• **What is asked**: Rewrite the lines below as a numbered list, leaving out blank lines and the pictures.

╔══

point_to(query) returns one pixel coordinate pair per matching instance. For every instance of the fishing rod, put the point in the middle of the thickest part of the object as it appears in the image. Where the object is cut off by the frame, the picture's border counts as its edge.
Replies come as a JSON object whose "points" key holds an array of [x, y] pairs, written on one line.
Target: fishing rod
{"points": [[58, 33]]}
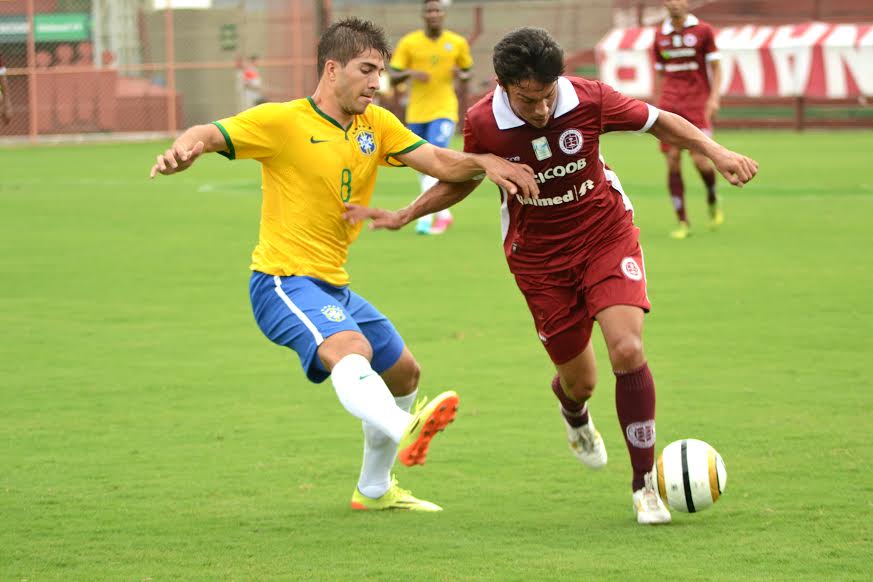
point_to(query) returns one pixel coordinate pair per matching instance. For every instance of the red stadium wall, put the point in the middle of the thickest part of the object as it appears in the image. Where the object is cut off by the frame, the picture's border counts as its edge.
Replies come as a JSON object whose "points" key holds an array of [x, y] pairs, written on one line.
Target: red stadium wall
{"points": [[798, 66]]}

╚══

• **Complete output**:
1. point_to(query) returns one pixel coordinate pair per matching instance. For every instance of the fishing rod, put the point in the middle of the thickest part of the object as it appears in the image. Where the object is cut off by the frame, the picture's border counts as its edge.
2. Replies come as a JSON object whose "points" key holds an array of [x, y] pairs, written on one line.
3. Target: fishing rod
4. {"points": [[58, 33]]}
5. point_to(query) returns one pixel coordinate pair per matching instance. For every instance of the red stadium wall, put the point in the middle of the thickest part of the object as it appears in the image. Where the object is cut off by the frame, the picture's border counts as its edge.
6. Replies come as a JSON object whose "points" key holds an array of [x, y] pairs, written on one line.
7. Target: red stadium wall
8. {"points": [[798, 66]]}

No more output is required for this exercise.